BEGIN The records
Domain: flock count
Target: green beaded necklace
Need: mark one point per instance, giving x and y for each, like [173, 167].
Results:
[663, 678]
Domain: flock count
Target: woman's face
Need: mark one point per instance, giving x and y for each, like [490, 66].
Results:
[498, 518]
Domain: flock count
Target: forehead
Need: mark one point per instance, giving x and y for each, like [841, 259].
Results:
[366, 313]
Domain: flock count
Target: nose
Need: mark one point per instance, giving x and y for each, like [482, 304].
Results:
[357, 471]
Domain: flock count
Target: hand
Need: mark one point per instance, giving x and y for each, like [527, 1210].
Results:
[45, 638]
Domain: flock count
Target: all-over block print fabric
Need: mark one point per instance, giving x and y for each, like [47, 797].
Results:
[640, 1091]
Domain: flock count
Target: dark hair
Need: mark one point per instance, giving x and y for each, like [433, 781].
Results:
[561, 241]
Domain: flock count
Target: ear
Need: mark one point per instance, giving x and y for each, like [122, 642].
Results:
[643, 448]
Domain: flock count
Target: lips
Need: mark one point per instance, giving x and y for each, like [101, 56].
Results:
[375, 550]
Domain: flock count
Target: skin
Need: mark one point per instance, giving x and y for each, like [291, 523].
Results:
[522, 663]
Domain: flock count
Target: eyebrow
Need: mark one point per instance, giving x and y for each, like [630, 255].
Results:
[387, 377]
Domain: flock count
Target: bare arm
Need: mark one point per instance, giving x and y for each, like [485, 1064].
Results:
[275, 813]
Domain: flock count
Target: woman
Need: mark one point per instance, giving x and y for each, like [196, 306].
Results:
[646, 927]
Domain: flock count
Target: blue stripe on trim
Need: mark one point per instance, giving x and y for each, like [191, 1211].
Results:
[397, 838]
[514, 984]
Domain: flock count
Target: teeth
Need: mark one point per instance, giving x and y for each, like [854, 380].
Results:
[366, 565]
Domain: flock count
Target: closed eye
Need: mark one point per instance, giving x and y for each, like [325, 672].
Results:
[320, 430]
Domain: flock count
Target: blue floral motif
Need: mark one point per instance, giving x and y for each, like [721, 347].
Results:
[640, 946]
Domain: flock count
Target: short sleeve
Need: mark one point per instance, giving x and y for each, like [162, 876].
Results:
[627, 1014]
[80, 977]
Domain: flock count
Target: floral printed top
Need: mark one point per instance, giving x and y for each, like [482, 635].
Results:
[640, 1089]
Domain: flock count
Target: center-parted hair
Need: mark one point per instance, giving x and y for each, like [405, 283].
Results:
END The records
Which lines above contain the word "floral"? Copy each one.

• Answer:
Target: blue floral motif
Target: floral printed top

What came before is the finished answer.